[HOW TO COMPLETE THIS TASK]
Copy every line of the dataset entries below, character for character.

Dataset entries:
[Start of section]
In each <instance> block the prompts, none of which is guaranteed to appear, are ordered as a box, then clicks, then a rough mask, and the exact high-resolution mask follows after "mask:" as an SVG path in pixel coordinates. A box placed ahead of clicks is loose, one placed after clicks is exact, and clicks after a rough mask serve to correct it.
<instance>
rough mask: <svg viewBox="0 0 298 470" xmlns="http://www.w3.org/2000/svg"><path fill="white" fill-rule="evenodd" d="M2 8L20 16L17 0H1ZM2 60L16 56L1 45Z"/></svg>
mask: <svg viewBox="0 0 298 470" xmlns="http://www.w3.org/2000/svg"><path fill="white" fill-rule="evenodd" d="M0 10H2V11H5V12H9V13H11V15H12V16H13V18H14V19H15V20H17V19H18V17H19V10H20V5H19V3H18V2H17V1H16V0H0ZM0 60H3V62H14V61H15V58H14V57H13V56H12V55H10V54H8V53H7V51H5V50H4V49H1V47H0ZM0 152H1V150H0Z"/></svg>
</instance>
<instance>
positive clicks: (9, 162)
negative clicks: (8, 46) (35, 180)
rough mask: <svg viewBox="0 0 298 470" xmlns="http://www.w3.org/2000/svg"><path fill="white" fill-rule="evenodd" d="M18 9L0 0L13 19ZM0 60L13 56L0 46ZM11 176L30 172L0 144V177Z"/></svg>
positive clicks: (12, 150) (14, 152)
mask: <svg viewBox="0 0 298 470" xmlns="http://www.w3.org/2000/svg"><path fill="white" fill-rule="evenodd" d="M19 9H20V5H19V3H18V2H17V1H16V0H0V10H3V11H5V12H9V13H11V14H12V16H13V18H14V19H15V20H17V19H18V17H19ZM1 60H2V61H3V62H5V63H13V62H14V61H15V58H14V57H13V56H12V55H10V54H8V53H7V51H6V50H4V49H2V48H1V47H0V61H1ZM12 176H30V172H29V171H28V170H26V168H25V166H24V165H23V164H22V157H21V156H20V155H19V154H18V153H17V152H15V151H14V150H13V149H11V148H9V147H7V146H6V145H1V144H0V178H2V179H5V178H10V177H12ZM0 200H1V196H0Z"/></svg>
[End of section]
[TASK ANSWER]
In each <instance> block the prompts, none of which is guaranteed to appear, are ordered as a box, then clicks, then a rough mask, and the exact high-resolution mask follows after "mask:" as an SVG path in pixel coordinates. A box placed ahead of clicks is loose, one placed after clicks is exact, and clicks after a rough mask serve to correct it.
<instance>
rough mask: <svg viewBox="0 0 298 470" xmlns="http://www.w3.org/2000/svg"><path fill="white" fill-rule="evenodd" d="M2 8L20 16L17 0H1ZM2 60L16 56L1 45Z"/></svg>
mask: <svg viewBox="0 0 298 470" xmlns="http://www.w3.org/2000/svg"><path fill="white" fill-rule="evenodd" d="M0 10H2V11H5V12H9V13H11V15H12V16H13V18H14V19H15V20H17V19H18V17H19V10H20V5H19V3H18V2H17V1H16V0H0ZM0 60H3V62H14V61H15V58H14V57H13V56H12V55H10V54H8V53H7V51H5V50H4V49H1V47H0ZM0 152H1V150H0Z"/></svg>
</instance>
<instance>
positive clicks: (9, 162)
negative clicks: (8, 46) (35, 180)
rough mask: <svg viewBox="0 0 298 470" xmlns="http://www.w3.org/2000/svg"><path fill="white" fill-rule="evenodd" d="M18 9L0 0L13 19ZM0 60L13 56L0 46ZM11 176L30 172L0 144V177Z"/></svg>
positive clicks: (12, 150) (14, 152)
mask: <svg viewBox="0 0 298 470" xmlns="http://www.w3.org/2000/svg"><path fill="white" fill-rule="evenodd" d="M19 9H20V5H19V3H18V2H17V1H16V0H0V10H3V11H5V12H9V13H11V14H12V16H13V18H14V19H15V20H17V19H18V17H19ZM1 60H2V61H3V62H5V63H13V62H14V61H15V58H14V57H13V56H12V55H10V54H8V53H7V51H6V50H4V49H2V48H1V47H0V61H1ZM12 176H30V172H29V171H28V170H26V168H25V166H24V165H23V164H22V157H21V156H20V155H19V154H18V153H17V152H15V151H14V150H13V149H11V148H9V147H7V146H6V145H1V144H0V178H2V179H5V178H10V177H12ZM0 200H1V196H0Z"/></svg>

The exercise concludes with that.